━━━━━ RECORD SET

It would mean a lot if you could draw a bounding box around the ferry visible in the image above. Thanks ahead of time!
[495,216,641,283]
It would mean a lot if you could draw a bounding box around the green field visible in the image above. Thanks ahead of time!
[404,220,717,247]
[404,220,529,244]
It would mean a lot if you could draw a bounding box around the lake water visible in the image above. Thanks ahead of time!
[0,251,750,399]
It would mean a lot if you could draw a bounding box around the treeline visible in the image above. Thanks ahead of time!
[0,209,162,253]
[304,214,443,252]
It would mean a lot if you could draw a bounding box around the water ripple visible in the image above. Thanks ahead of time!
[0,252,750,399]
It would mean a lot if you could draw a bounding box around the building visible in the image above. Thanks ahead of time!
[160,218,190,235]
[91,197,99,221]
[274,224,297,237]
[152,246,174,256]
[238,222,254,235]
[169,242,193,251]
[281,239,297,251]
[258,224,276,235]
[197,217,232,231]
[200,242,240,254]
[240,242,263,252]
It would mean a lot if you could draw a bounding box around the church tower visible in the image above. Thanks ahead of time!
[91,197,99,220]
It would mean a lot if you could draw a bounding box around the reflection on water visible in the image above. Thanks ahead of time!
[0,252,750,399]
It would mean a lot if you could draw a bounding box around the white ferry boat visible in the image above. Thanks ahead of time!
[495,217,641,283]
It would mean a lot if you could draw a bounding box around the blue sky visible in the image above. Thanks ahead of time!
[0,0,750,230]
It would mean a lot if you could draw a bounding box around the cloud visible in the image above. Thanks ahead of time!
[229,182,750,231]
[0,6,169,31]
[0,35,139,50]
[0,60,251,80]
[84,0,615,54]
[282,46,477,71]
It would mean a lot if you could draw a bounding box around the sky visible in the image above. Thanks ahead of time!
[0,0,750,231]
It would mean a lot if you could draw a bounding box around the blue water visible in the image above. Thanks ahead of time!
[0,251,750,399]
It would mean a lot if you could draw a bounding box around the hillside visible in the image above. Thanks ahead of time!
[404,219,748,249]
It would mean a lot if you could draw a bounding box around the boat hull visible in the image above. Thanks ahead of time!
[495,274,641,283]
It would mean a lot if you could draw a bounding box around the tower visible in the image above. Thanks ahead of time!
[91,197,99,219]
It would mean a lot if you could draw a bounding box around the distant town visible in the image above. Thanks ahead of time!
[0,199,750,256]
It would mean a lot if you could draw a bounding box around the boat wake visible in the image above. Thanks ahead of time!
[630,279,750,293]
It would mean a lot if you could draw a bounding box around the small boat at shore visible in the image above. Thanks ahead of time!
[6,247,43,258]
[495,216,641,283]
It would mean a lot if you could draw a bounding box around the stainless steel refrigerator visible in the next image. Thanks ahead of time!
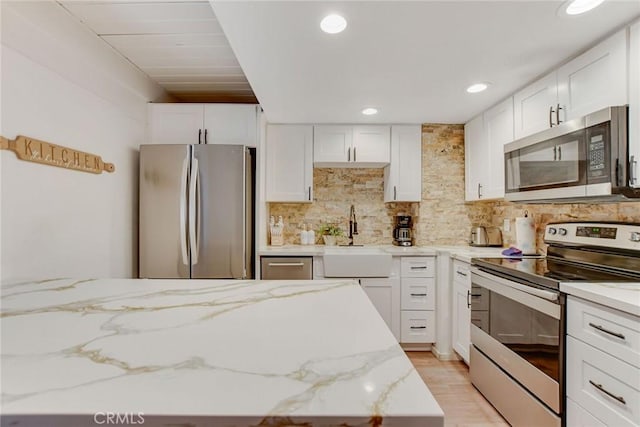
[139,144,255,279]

━━━━━━━━━━
━━━━━ RECORD SET

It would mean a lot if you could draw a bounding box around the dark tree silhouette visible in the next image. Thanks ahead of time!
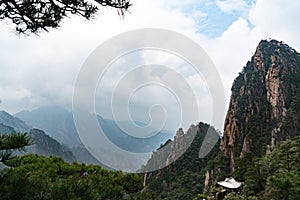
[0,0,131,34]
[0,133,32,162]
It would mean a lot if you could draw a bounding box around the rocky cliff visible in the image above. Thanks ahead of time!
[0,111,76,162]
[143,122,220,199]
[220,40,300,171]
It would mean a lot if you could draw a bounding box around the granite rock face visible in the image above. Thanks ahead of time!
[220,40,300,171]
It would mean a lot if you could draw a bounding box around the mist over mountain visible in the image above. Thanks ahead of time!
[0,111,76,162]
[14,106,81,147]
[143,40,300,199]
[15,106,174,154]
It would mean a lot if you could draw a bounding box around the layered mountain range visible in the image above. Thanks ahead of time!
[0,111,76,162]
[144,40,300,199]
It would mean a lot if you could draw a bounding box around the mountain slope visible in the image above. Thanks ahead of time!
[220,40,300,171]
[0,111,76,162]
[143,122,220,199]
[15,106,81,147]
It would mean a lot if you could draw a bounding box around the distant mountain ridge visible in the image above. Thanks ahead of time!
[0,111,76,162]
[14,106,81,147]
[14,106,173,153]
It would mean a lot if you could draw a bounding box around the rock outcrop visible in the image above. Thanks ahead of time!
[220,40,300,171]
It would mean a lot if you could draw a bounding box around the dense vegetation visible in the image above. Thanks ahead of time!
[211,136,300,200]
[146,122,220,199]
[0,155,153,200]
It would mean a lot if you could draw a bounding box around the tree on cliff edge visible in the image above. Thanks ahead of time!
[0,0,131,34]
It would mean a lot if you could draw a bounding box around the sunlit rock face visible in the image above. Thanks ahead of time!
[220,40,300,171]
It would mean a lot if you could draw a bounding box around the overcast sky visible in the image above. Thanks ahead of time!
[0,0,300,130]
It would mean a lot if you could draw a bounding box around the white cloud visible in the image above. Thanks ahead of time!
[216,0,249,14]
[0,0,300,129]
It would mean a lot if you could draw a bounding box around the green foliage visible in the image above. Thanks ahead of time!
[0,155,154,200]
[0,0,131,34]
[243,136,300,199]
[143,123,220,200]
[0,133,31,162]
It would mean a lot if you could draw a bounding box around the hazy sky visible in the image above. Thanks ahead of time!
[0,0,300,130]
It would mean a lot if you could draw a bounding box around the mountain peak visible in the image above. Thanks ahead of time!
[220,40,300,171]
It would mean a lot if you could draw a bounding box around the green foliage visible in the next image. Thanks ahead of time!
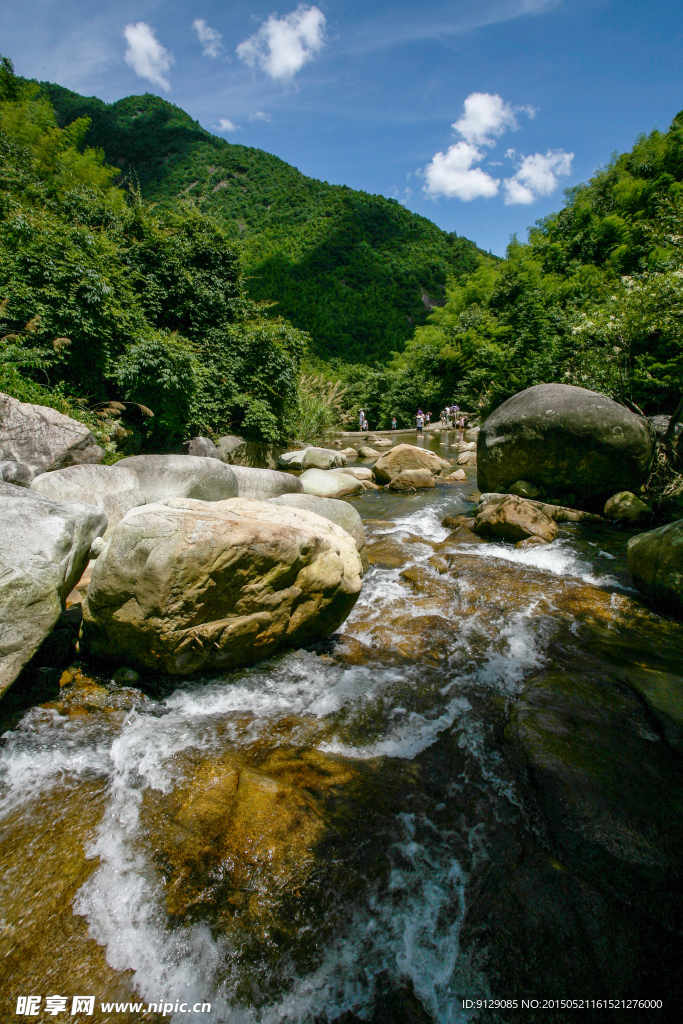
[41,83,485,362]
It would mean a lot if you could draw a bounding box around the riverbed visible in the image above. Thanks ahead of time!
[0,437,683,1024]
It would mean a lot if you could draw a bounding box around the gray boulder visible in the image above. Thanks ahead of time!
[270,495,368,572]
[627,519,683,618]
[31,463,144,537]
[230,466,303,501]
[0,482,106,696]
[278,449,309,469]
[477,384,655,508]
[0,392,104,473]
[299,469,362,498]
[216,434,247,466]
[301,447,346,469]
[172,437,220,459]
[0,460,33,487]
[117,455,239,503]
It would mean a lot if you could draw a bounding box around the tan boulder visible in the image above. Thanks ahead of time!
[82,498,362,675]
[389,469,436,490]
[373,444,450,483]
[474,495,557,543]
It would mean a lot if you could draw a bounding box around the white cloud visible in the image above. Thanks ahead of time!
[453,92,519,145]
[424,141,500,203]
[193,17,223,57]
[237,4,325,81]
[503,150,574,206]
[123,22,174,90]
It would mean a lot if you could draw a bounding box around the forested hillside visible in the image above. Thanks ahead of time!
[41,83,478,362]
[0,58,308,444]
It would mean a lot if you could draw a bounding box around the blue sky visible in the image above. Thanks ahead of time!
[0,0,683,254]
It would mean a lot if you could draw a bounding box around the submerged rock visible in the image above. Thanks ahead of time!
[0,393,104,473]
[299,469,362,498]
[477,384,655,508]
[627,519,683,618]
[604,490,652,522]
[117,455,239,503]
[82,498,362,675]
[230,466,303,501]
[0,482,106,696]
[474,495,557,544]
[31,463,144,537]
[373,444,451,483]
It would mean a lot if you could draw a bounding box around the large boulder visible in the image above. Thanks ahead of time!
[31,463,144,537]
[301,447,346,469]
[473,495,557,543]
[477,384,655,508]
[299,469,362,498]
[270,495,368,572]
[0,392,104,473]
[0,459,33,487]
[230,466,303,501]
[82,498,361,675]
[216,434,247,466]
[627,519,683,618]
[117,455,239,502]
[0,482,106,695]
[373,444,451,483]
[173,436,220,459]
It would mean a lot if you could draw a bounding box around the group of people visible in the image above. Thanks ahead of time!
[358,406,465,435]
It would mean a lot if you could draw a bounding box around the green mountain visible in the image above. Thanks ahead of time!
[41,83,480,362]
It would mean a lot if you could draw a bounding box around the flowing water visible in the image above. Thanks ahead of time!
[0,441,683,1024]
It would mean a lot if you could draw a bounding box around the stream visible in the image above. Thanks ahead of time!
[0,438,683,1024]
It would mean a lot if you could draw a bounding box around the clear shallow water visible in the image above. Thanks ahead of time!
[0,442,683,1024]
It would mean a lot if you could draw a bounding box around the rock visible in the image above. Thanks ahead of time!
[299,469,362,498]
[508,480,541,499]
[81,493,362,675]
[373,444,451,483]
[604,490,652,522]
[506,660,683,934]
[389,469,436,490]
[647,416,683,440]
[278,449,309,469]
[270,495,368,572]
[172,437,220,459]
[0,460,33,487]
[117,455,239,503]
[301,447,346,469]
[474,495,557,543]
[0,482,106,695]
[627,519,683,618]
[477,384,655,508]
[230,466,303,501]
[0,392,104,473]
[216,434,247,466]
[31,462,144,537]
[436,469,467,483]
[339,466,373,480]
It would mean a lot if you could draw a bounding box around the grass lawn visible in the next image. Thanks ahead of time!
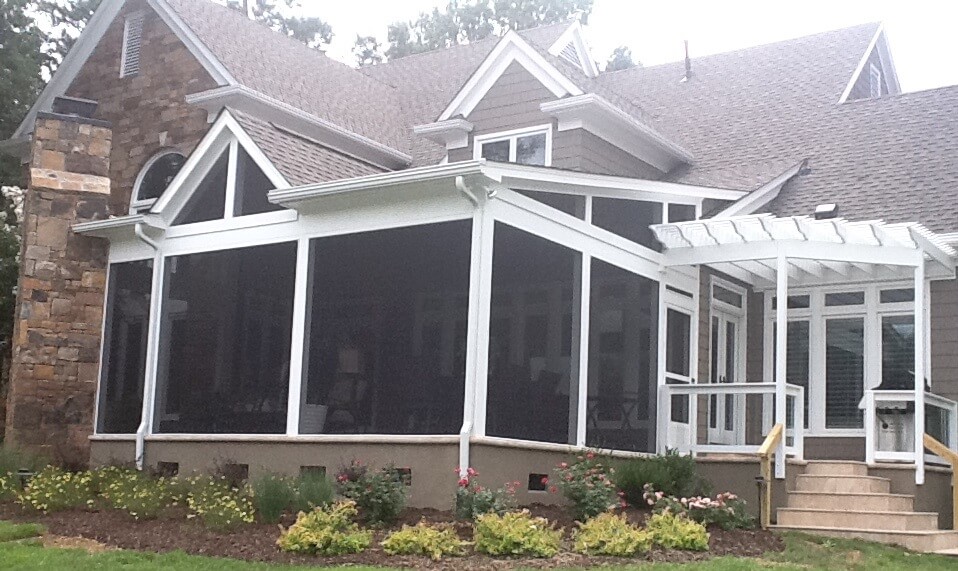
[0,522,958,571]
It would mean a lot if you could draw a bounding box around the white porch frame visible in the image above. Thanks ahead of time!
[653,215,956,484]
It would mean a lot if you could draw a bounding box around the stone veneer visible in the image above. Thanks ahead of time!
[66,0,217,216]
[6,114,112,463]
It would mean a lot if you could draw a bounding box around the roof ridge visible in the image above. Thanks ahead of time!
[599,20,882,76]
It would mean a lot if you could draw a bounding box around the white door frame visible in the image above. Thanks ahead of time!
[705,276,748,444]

━━━━━━━━━━

Repeat the lines that begin with the line containing "the white porch" and end with the line containing "[705,276,748,444]", replacing "bounding box" with "rectangle" and leaving everything else unchanged.

It would mean a lot if you could draw a rectangle around the white porch frame visible in the image above. Thanks ahead of time!
[653,215,956,484]
It would mean a lot if you could draw a rectangle around the stone veneer visible in the image above. Thanks ahead of time!
[66,0,217,216]
[6,114,112,463]
It would mean a lot if you could draw a rectangle around the roof ridge visible in the image above. Thanks ahead of time!
[599,20,882,76]
It would mean a lot if you could draw a rectangle around the white door frame visible in the image above. Thanks ahead of time!
[705,276,748,444]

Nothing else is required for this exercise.